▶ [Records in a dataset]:

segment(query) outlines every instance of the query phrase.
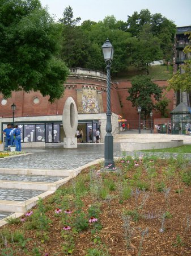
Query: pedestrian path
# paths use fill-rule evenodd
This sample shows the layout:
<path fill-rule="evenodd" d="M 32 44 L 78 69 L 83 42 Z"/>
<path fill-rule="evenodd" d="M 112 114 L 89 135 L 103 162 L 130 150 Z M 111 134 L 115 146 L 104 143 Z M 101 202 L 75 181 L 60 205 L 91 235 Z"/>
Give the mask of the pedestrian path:
<path fill-rule="evenodd" d="M 82 150 L 82 146 L 78 147 L 78 150 L 70 152 L 59 146 L 30 149 L 33 154 L 18 156 L 14 161 L 12 158 L 1 159 L 0 226 L 6 224 L 6 218 L 19 217 L 35 206 L 39 197 L 51 195 L 83 168 L 99 163 L 98 157 L 103 156 L 101 147 L 99 145 L 99 150 L 96 146 L 88 146 L 88 150 L 86 151 Z M 87 152 L 90 154 L 87 154 Z M 92 159 L 94 161 L 91 162 Z M 56 168 L 58 161 L 60 166 Z"/>
<path fill-rule="evenodd" d="M 83 168 L 103 161 L 104 146 L 82 144 L 78 148 L 67 150 L 57 144 L 27 151 L 32 154 L 0 159 L 0 226 L 6 223 L 5 218 L 21 216 L 36 204 L 39 197 L 48 196 Z M 113 152 L 114 157 L 122 155 L 120 143 L 114 143 Z M 139 156 L 142 152 L 126 154 Z M 155 155 L 165 158 L 177 156 Z M 191 154 L 186 157 L 191 158 Z"/>

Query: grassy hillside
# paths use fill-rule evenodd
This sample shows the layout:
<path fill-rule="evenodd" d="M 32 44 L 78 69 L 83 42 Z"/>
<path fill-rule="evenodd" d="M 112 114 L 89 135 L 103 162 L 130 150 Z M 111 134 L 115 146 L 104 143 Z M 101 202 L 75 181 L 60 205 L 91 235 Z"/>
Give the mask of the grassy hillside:
<path fill-rule="evenodd" d="M 155 80 L 167 80 L 172 76 L 172 66 L 168 67 L 168 71 L 167 71 L 167 66 L 163 65 L 156 65 L 149 67 L 149 75 L 152 79 Z M 145 71 L 139 70 L 134 67 L 130 67 L 126 71 L 117 74 L 117 76 L 112 76 L 113 80 L 131 80 L 133 76 L 138 75 L 146 75 Z"/>

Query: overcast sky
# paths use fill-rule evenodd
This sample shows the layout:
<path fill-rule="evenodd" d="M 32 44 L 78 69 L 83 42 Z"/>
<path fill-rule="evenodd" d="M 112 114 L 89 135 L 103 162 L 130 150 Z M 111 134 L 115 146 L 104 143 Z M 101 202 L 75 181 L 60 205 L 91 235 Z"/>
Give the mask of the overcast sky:
<path fill-rule="evenodd" d="M 134 11 L 148 9 L 151 14 L 161 13 L 173 20 L 177 26 L 191 25 L 191 0 L 40 0 L 47 5 L 49 12 L 61 18 L 65 9 L 70 5 L 74 18 L 82 21 L 90 19 L 98 22 L 105 16 L 113 15 L 117 20 L 126 21 L 128 15 Z"/>

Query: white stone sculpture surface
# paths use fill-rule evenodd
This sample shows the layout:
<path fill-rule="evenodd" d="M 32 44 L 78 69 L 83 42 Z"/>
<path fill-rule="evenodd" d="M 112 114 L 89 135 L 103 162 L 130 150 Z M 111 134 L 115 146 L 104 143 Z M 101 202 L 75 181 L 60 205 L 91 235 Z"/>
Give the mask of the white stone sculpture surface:
<path fill-rule="evenodd" d="M 78 127 L 78 111 L 75 101 L 71 97 L 66 100 L 62 114 L 63 128 L 66 135 L 63 138 L 63 147 L 77 147 L 77 138 L 75 135 Z"/>

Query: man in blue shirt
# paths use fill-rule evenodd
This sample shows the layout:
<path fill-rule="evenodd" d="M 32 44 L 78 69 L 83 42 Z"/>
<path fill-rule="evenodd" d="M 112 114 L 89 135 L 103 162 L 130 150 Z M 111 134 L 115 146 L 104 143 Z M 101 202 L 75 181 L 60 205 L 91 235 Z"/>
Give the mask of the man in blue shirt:
<path fill-rule="evenodd" d="M 18 129 L 18 126 L 15 125 L 15 129 L 13 131 L 13 135 L 15 136 L 15 144 L 16 151 L 21 151 L 21 136 L 20 130 Z"/>
<path fill-rule="evenodd" d="M 12 130 L 11 125 L 10 125 L 9 123 L 7 125 L 7 128 L 6 128 L 3 131 L 3 134 L 5 135 L 5 150 L 7 150 L 8 146 L 11 145 L 11 137 L 10 135 L 10 134 L 11 130 Z"/>

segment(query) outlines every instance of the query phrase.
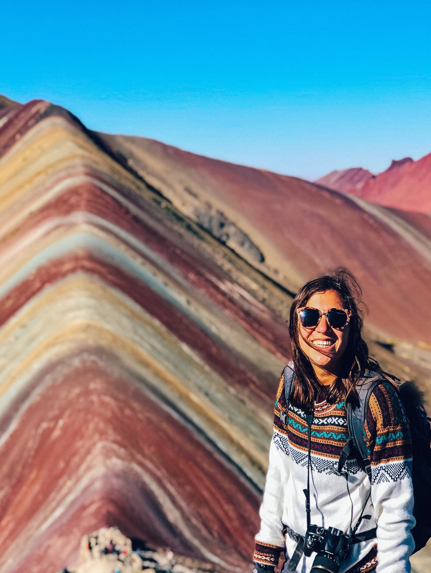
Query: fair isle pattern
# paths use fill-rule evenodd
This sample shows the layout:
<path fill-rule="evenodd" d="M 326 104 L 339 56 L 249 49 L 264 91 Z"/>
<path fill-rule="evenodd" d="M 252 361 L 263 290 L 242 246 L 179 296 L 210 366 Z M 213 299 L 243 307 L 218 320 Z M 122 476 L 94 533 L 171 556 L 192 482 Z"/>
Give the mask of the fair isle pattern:
<path fill-rule="evenodd" d="M 289 456 L 295 462 L 305 466 L 308 463 L 308 427 L 305 414 L 300 408 L 289 405 L 287 425 L 280 414 L 287 411 L 284 379 L 282 375 L 277 393 L 274 420 L 274 442 L 277 448 Z M 345 404 L 316 402 L 311 425 L 311 464 L 318 473 L 331 473 L 336 469 L 342 450 L 348 437 Z M 349 473 L 361 470 L 356 460 L 345 466 Z"/>
<path fill-rule="evenodd" d="M 409 422 L 398 391 L 389 382 L 379 384 L 370 398 L 365 438 L 373 485 L 411 477 Z"/>
<path fill-rule="evenodd" d="M 271 543 L 257 541 L 253 560 L 260 565 L 271 565 L 276 567 L 279 563 L 280 554 L 284 551 L 284 547 L 278 547 Z"/>

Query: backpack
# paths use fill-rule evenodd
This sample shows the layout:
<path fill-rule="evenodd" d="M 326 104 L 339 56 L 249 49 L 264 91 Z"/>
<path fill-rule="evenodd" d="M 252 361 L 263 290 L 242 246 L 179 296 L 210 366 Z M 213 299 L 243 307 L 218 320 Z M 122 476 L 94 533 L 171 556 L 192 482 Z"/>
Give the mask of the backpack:
<path fill-rule="evenodd" d="M 288 365 L 284 368 L 284 374 L 287 411 L 281 413 L 280 417 L 284 423 L 287 423 L 287 411 L 295 372 Z M 339 472 L 342 472 L 346 460 L 356 458 L 371 481 L 371 465 L 365 444 L 364 421 L 366 419 L 371 393 L 378 384 L 385 382 L 387 382 L 386 379 L 377 372 L 369 372 L 356 386 L 359 406 L 354 408 L 351 404 L 347 405 L 349 439 L 340 456 Z M 399 387 L 398 391 L 412 435 L 413 515 L 416 519 L 412 534 L 415 543 L 413 552 L 416 553 L 422 549 L 431 537 L 431 427 L 429 424 L 431 418 L 426 416 L 423 393 L 414 382 L 405 382 Z"/>

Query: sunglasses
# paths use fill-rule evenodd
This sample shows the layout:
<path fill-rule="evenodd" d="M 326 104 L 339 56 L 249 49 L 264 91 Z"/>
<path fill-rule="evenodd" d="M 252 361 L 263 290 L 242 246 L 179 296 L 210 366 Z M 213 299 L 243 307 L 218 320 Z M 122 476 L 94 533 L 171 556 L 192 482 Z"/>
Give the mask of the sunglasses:
<path fill-rule="evenodd" d="M 325 316 L 331 328 L 343 328 L 350 320 L 350 311 L 343 308 L 331 308 L 327 312 L 321 312 L 318 308 L 303 307 L 296 312 L 299 315 L 301 324 L 304 328 L 314 328 Z"/>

▶ [Exercise aim]:
Update the data from the line with "Query: sunglasses" through the end of the data by replacing "sunglasses" with "eyeglasses". Leave everything else unchanged.

▶ [Correct result]:
Query: eyeglasses
# paths use fill-rule evenodd
This sample shows the layout:
<path fill-rule="evenodd" d="M 326 104 L 339 56 L 249 49 L 264 91 Z"/>
<path fill-rule="evenodd" d="M 252 361 L 263 290 L 242 246 L 179 296 L 210 366 Z M 213 299 L 243 307 L 218 320 Z M 122 476 L 94 533 L 171 556 L 192 482 Z"/>
Give the mask of the eyeglasses:
<path fill-rule="evenodd" d="M 325 316 L 331 328 L 343 328 L 350 320 L 350 311 L 343 308 L 331 308 L 327 312 L 321 312 L 318 308 L 303 307 L 296 312 L 299 315 L 301 324 L 304 328 L 314 328 Z"/>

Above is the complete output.